Après un début de siècle traditionaliste se dessine une évolution due aussi aux peintres. À partir de 1945, Mardersteig joue le rôle d'un Vollard en Italie en s'adressant à Filippo De Pisis, à Luigi Castiglioni ou à Manzu pour ses illustrations. Parmi les autres artistes du livre citons Pietro Annigoni, Massimo Campigli, Carlo Carrá, De Chirico et Marino Marini.

Angleterre

Plus attachée, par tradition, aux recherches typographiques qu'à celles de l'illustration et n'ayant pas connu les mêmes mouvements que la France dans la peinture, l'Angleterre reste fidèle aux règles du livre du XIXe s. William Nicholson continue à produire des bois et des lithographies en couleurs. Cependant, un renouveau se fait jour v. 1915, sous l'influence du peintre Paul Nash et du sculpteur Gill.

Exercice écrit: Reprenez, s'il vous plaît, le texte ci-dessus sur l'illustration du livre en Italie et en Angleterre en le poursuivant après sa dernière phrase.

Éléments répertoriés dans un jeu de données:

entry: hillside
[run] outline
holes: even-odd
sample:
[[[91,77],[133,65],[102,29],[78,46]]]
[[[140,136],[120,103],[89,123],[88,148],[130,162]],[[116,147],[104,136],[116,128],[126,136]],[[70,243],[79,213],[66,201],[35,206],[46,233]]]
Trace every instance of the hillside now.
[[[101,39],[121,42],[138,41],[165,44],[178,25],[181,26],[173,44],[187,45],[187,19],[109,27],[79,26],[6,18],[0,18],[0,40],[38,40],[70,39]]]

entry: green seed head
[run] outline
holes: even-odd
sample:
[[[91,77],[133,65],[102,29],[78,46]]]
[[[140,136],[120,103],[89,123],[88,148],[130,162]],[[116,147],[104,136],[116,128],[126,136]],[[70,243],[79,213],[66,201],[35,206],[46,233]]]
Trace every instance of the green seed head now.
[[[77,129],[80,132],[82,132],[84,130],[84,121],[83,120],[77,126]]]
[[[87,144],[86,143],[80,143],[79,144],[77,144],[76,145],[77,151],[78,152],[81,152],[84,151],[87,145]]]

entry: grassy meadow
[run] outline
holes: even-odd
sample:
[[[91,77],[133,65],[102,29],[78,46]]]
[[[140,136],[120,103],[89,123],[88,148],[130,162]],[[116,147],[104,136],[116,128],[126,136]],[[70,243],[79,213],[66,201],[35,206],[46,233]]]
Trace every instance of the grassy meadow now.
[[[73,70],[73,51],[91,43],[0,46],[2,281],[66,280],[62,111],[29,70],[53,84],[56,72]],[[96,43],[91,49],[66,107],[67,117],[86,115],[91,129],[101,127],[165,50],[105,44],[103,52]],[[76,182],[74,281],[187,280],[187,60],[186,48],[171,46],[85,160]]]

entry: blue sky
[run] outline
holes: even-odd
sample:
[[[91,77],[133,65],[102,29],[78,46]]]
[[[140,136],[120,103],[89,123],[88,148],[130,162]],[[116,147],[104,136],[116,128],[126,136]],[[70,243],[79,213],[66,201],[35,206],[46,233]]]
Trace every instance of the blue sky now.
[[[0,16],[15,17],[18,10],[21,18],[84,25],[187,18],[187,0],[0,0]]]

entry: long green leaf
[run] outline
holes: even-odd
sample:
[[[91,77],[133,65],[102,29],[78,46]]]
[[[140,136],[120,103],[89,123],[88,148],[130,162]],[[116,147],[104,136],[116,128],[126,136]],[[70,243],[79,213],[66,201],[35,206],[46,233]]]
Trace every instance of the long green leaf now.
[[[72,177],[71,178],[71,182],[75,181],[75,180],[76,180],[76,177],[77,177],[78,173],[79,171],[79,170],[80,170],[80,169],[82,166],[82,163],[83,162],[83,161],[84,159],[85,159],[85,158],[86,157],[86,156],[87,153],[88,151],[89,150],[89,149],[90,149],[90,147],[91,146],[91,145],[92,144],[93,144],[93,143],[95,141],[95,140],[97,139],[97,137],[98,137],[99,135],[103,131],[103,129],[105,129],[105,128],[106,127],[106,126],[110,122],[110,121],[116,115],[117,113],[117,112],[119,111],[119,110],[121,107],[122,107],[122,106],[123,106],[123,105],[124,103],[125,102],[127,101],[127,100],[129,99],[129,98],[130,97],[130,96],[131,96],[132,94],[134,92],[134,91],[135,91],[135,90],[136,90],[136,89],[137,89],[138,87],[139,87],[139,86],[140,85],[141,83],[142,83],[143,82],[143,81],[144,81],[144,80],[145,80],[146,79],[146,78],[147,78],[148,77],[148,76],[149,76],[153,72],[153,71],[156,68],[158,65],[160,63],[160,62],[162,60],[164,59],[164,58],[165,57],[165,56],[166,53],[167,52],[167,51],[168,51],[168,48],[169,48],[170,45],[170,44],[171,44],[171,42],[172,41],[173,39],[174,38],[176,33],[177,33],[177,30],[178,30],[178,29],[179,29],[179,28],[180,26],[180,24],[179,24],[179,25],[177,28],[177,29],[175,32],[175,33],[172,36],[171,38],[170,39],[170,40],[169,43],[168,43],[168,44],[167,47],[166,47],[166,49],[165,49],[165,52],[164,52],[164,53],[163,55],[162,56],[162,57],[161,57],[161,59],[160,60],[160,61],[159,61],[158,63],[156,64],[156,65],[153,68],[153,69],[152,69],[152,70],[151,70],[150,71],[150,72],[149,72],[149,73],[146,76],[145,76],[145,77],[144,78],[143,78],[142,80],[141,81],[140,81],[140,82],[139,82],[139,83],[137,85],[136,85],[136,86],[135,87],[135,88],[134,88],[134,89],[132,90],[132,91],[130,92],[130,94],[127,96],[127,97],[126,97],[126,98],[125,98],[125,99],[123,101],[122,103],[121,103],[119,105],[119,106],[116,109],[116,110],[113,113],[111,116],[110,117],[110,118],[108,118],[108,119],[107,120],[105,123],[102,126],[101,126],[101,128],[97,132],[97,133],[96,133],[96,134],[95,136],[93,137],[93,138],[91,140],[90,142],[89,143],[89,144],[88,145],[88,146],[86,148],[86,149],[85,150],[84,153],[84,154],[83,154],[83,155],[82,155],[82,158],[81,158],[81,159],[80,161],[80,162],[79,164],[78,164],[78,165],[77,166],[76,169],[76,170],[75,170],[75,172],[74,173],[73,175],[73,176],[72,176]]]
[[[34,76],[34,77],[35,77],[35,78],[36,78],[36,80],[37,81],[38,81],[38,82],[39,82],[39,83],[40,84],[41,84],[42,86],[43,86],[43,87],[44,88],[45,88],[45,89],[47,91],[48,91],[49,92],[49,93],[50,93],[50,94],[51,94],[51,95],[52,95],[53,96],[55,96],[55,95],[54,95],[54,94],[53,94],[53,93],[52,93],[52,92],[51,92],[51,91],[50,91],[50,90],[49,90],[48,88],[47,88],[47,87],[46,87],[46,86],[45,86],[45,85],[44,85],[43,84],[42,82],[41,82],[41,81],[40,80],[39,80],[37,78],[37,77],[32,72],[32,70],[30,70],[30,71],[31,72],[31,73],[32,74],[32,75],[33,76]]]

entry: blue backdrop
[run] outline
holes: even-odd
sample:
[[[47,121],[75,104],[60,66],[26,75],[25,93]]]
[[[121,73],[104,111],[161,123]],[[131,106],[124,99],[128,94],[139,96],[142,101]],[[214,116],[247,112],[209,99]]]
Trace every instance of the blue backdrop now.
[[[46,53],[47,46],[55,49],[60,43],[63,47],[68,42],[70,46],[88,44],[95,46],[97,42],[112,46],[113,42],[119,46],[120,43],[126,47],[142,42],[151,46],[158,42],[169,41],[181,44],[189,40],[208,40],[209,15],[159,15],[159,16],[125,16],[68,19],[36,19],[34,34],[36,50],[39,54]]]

Réponse:
Allemagne

Sous l'influence du Jugendstil, le livre allemand sort de ses traditions et de l'influence anglaise. Trois peintres, Max Liebermann, Louis Corinth et surtout Max Slevogt, renouvellent le style de la lithographie pour les éditions de Cassirer à Berlin. À Dresde, le groupe " Die Brücke " apporte beaucoup à l'art graphique. À Munich, en 1913, paraît Klänge, avec des bois en couleurs de Kandinsky. Simplicissimus (1894-1944) est fameux pour l'audace de ses illustrations dues, entre autres, à W. Thöny, K. Arnold, O. Gulbransson Kollwitz, Steinlen, O. Kollwitz, Pascin. Un autre périodique, Der Sturm, fondé en 1910 fait appel à Kokoschka.

Autriche

À Vienne, Kokoschka illustre de lithographies de nombreux livres à partir de 1908 ; quand à Alfred Kubin, il est l'interprète idéal des textes fantastiques. Vers 1920, le retour de la gravure sur bois de fil se manifeste dans les vigoureuses images de Barlach. Le Bauhaus n'a pas formé d'illustrateurs, si l'on excepte Paul Klee et Kandinsky.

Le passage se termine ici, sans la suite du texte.